OBIETTIVI |
1. Stabilisci se ciascuna affermazione concorda con il brano sugli incentivi edilizi, rispondendo sì o no e citando le parole decisive del brano: (a) a fine gennaio 2023 gli incentivi edilizi erano costati 120 miliardi; (b) le abitazioni interessate erano circa il 30% del patrimonio abitativo nazionale; (c) chi scrive dice di aver capito perché non si sia fatto un maxi piano sugli edifici pubblici.
2. Trascrivi dal brano sugli incentivi edilizi il passo che comincia con "A fine gennaio" e finisce con "pubblici, scuole comprese.".
── ESTRATTO DELLA PAGINA ──
A fine gennaio 2023, gli incentivi edilizi (superbonus, facciate e gli altri) erano costati 120 miliardi per 372 mila abitazioni (il 3% circa del patrimonio abitativo nazionale). Non entro nel merito (peraltro non banale) di chi siano stati in larga prevalenza i beneficiari dei vari bonus (ovviamente quelli a reddito medio-medio alto in grado di avere la capienza fiscale adeguata) e neppure (altro tema non banale) se non fosse stato opportuno investire quei 120 miliardi in altri modi, ad esempio spingendo molto di più sull'istruzione allestendo piani e progetti che fra qualche anno avrebbero arricchito in modo stabile il Paese. O - magari - si poteva pensare di fare un mix fra scuola e cantieri. Oppure, ancora, non ho mai capito perché per rilanciare l'edilizia e risparmiare sulle bollette energetiche non si sia fatto un maxi piano sugli edifici pubblici, scuole comprese.
───
── ESTRATTI DEI RECORD ──
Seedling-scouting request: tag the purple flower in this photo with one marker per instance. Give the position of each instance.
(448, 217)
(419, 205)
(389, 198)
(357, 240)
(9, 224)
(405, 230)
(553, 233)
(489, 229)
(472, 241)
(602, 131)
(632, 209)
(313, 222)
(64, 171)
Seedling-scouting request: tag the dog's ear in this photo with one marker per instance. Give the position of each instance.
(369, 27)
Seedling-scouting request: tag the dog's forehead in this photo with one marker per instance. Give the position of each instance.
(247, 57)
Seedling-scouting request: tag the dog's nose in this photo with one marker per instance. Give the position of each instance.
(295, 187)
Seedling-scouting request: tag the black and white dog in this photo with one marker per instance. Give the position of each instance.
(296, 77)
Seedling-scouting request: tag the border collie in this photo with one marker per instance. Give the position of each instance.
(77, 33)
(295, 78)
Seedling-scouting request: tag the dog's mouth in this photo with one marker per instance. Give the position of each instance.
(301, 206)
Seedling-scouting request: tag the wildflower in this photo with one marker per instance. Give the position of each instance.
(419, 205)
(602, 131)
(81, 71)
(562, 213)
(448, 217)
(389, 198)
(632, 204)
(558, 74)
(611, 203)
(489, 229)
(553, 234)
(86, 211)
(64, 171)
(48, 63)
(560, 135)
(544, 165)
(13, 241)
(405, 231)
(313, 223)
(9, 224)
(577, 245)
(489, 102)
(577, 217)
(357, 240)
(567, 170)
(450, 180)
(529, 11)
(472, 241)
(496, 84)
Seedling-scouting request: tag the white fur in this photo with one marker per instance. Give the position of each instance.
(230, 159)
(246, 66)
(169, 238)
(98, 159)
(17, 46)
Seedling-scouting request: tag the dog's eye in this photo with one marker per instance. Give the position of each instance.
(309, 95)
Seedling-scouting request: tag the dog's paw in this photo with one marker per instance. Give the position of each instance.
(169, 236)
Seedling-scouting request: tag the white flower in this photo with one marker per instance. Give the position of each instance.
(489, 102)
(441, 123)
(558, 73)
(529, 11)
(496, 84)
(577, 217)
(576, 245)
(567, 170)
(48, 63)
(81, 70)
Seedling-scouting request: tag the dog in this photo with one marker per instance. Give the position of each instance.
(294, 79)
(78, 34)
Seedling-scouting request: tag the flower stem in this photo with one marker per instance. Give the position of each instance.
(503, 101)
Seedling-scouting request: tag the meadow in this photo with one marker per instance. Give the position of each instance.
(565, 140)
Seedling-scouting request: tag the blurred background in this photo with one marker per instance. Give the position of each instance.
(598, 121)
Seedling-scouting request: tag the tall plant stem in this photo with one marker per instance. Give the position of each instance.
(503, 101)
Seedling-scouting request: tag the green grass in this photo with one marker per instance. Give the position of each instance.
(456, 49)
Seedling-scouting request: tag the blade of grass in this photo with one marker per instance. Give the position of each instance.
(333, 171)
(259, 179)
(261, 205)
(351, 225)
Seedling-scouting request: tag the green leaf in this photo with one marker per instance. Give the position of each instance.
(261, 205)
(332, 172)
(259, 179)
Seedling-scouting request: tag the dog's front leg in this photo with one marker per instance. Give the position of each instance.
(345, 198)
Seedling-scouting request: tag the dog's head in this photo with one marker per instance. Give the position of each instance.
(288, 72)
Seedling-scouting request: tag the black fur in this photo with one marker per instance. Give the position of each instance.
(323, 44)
───
SOLUZIONI DEGLI ESERCIZI |
1.
(a) Sì: "A fine gennaio 2023, gli incentivi edilizi (superbonus, facciate e gli altri) erano costati 120 miliardi".
(b) No: "il 3% circa del patrimonio abitativo nazionale".
(c) No: "non ho mai capito perché per rilanciare l'edilizia e risparmiare sulle bollette energetiche non si sia fatto un maxi piano sugli edifici pubblici".

2.
A fine gennaio 2023, gli incentivi edilizi (superbonus, facciate e gli altri) erano costati 120 miliardi per 372 mila abitazioni (il 3% circa del patrimonio abitativo nazionale). Non entro nel merito (peraltro non banale) di chi siano stati in larga prevalenza i beneficiari dei vari bonus (ovviamente quelli a reddito medio-medio alto in grado di avere la capienza fiscale adeguata) e neppure (altro tema non banale) se non fosse stato opportuno investire quei 120 miliardi in altri modi, ad esempio spingendo molto di più sull'istruzione allestendo piani e progetti che fra qualche anno avrebbero arricchito in modo stabile il Paese. O - magari - si poteva pensare di fare un mix fra scuola e cantieri. Oppure, ancora, non ho mai capito perché per rilanciare l'edilizia e risparmiare sulle bollette energetiche non si sia fatto un maxi piano sugli edifici pubblici, scuole comprese.